**Your objective**
Restate every line below word for word, but drop each picture.

**Task material**
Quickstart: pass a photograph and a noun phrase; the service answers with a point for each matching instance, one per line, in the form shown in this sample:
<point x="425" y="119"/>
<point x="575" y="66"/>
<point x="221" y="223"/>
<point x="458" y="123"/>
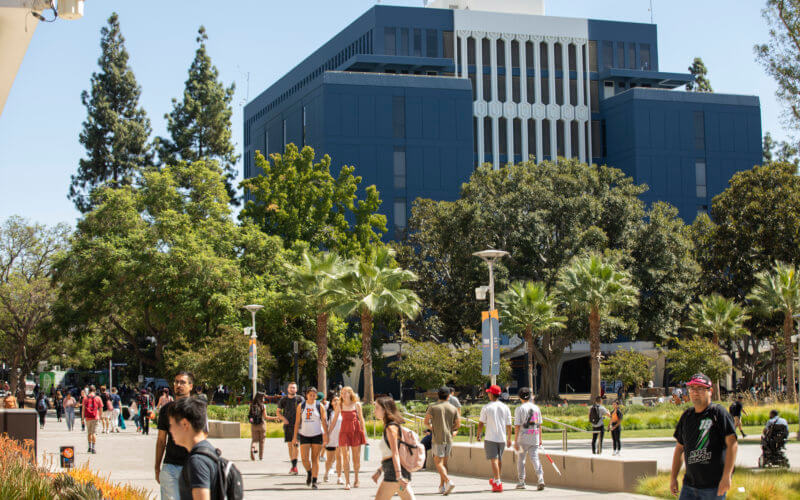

**Worked solution**
Quickstart: pass a photograph and a noun phrase; the service answers with a point for each matching instance, one per line, in the form shown in this sample:
<point x="425" y="119"/>
<point x="575" y="66"/>
<point x="221" y="223"/>
<point x="458" y="123"/>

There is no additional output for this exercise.